#### Supplied material
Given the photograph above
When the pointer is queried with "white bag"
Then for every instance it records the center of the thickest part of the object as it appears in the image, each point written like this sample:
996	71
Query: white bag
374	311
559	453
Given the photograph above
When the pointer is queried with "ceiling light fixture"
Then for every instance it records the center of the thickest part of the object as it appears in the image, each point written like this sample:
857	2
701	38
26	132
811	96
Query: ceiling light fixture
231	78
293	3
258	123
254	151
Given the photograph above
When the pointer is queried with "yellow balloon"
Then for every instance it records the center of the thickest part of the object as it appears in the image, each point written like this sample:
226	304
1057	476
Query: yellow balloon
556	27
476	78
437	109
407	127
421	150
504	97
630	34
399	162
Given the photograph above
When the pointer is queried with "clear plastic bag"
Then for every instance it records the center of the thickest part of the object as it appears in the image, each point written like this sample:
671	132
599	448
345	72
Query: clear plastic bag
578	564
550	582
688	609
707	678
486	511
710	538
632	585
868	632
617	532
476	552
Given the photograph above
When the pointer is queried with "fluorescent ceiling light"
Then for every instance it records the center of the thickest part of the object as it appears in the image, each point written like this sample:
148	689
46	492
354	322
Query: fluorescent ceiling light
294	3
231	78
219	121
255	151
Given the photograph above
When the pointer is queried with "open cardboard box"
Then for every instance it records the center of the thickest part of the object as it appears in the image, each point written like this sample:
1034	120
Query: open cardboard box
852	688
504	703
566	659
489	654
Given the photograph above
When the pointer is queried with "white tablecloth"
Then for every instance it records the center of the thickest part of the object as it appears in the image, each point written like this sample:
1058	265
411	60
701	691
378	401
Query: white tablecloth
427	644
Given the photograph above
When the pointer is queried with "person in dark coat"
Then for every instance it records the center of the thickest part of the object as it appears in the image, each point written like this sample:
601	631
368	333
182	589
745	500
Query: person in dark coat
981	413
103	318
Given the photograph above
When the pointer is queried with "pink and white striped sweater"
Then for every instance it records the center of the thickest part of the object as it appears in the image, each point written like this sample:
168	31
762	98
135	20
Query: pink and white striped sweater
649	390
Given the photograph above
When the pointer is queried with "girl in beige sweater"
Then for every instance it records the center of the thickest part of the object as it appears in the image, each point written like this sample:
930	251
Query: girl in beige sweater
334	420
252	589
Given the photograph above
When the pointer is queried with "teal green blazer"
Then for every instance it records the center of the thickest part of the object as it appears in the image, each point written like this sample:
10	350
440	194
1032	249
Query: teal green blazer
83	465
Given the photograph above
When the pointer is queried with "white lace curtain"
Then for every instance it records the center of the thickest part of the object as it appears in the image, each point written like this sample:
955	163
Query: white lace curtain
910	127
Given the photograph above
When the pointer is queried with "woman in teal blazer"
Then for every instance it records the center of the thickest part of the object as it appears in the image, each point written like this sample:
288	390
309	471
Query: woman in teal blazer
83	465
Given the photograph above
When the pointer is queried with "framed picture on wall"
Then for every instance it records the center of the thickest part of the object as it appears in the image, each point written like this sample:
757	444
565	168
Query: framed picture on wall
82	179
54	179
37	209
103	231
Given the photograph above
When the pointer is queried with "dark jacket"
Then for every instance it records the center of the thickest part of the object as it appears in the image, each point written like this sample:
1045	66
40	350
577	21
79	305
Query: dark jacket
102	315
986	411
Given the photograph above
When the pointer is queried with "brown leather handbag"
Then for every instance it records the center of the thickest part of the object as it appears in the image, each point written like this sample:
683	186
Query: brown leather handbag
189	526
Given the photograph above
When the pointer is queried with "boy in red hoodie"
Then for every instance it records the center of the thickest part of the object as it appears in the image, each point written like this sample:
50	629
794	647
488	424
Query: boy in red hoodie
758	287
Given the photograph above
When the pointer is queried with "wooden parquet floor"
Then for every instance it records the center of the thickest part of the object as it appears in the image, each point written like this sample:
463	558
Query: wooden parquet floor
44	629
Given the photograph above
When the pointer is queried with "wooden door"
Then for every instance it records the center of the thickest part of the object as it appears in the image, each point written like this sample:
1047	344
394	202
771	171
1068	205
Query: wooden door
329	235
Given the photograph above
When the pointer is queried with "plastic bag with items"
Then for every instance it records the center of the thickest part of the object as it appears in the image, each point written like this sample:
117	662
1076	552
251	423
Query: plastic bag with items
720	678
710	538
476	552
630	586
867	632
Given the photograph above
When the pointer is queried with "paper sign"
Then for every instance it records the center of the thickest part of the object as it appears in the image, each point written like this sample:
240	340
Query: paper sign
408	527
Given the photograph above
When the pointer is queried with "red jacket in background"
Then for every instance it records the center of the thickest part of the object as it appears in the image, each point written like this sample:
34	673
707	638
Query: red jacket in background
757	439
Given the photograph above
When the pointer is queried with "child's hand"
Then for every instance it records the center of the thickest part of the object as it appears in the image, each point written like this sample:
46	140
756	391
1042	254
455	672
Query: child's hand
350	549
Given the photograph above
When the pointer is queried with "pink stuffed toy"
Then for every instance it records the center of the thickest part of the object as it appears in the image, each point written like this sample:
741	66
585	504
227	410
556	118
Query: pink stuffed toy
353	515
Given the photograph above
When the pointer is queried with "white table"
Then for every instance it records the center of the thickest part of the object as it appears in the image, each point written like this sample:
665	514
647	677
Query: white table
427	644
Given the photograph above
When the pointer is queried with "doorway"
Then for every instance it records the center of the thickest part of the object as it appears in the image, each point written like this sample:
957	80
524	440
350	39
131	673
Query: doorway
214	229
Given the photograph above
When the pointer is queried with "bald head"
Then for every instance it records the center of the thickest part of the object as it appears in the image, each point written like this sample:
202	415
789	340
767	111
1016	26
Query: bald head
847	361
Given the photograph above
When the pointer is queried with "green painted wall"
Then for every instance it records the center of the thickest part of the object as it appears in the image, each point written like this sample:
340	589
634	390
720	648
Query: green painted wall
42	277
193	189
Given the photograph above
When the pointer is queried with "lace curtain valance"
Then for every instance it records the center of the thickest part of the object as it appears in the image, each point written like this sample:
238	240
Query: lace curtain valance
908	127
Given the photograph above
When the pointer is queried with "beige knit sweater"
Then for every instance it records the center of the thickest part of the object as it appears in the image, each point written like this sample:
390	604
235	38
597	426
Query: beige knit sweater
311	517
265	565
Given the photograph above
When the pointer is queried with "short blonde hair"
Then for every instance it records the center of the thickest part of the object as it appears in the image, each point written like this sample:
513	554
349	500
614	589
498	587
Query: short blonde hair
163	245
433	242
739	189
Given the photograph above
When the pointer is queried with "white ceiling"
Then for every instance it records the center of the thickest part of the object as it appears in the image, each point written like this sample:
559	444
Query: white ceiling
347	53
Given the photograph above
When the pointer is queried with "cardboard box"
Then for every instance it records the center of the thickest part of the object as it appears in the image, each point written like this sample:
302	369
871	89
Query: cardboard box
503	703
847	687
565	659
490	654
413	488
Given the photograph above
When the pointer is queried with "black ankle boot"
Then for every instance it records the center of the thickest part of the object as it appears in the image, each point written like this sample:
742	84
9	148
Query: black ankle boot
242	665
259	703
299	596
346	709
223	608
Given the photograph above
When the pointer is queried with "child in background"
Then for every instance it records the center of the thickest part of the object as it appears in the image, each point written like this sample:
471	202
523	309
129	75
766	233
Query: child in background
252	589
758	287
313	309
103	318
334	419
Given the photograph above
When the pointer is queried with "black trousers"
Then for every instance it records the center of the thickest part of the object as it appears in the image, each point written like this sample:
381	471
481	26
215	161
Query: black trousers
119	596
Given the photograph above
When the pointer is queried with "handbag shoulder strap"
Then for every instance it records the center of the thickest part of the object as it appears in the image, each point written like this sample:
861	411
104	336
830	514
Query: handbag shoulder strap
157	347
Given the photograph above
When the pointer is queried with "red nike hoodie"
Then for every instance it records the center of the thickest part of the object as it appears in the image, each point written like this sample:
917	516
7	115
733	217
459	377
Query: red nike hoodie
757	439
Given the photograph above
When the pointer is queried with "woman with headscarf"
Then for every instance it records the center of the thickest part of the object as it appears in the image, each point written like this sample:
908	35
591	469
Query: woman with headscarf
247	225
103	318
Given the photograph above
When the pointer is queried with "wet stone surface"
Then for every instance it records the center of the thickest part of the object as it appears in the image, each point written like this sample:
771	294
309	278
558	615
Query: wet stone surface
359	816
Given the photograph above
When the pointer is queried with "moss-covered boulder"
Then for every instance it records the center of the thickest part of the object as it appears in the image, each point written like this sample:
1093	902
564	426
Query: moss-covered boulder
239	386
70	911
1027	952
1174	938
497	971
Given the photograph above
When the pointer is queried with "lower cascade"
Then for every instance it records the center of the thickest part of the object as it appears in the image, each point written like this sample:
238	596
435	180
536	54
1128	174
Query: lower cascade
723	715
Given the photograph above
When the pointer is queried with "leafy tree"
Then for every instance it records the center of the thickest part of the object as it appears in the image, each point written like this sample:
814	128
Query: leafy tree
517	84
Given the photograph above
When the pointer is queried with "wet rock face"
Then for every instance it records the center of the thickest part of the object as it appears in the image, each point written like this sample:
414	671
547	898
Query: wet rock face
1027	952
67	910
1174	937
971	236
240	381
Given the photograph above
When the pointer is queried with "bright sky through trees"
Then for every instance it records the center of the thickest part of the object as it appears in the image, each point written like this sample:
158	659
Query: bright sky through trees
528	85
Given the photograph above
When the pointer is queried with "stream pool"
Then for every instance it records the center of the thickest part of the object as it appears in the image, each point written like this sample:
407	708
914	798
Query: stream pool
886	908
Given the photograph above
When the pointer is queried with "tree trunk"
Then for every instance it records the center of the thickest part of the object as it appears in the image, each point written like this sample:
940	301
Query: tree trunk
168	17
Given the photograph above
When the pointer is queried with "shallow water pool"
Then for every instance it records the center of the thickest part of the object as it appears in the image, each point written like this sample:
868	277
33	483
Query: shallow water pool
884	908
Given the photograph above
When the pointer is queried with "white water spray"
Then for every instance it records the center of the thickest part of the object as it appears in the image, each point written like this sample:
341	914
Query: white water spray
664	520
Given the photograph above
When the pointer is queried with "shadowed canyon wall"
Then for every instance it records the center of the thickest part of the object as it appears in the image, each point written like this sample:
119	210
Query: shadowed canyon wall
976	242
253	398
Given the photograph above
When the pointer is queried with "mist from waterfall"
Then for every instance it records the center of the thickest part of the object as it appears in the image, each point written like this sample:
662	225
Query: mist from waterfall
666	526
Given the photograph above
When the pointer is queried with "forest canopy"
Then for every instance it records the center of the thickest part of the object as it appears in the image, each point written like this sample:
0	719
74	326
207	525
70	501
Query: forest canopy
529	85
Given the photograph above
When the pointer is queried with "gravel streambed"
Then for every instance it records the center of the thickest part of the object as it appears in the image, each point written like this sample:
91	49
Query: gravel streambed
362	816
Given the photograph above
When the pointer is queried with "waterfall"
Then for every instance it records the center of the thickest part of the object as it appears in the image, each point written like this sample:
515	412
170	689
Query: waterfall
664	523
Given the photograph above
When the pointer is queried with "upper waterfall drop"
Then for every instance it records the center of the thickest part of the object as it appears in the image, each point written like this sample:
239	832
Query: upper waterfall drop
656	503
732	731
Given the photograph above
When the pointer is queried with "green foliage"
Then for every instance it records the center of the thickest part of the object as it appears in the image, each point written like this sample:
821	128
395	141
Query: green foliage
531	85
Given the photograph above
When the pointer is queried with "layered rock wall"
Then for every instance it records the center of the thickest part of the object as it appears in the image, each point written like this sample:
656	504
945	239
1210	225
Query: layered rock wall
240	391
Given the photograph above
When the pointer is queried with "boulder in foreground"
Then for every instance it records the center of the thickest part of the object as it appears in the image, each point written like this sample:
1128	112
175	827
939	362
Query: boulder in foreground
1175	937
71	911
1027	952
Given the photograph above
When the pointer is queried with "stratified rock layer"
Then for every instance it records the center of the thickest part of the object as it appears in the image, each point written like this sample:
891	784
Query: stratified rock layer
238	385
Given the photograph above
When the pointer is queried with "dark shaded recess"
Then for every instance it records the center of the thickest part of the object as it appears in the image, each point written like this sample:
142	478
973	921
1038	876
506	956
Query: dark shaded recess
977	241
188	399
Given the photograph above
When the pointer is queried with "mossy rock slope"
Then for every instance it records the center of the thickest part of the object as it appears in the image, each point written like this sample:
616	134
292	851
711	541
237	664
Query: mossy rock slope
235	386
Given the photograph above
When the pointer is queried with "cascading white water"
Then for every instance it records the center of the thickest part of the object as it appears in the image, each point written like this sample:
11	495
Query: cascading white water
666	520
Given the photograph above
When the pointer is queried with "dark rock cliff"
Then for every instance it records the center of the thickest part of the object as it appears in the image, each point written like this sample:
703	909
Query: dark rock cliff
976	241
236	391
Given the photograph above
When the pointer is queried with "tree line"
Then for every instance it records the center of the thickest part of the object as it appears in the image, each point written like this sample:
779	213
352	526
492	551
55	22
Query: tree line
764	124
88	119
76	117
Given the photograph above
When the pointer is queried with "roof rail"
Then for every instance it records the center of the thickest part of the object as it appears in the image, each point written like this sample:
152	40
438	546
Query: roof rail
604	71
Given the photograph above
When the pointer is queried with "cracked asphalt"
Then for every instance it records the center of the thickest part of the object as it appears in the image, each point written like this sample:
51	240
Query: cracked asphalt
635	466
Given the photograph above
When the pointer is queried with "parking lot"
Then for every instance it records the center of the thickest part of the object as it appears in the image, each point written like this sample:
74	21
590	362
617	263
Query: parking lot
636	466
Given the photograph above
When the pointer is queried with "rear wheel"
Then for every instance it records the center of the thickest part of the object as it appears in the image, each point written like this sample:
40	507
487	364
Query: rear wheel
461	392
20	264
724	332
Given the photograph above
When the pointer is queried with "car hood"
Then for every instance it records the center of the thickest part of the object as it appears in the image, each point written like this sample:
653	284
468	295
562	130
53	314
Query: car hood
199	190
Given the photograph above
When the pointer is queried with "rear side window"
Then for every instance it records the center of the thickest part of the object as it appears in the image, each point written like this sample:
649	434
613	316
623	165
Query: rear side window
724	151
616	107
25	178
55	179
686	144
########
Find every line in the records above that contains the string "ceiling" and copy each one out in full, treating uppercase and lowercase letters as different.

■ Task result
When the pointer is queried with "ceiling light fixture"
Query: ceiling light fixture
When the pointer is queried with "fluorescent ceiling light"
Query: fluorescent ceiling light
When the pointer is queried with "white ceiling"
Query: white ceiling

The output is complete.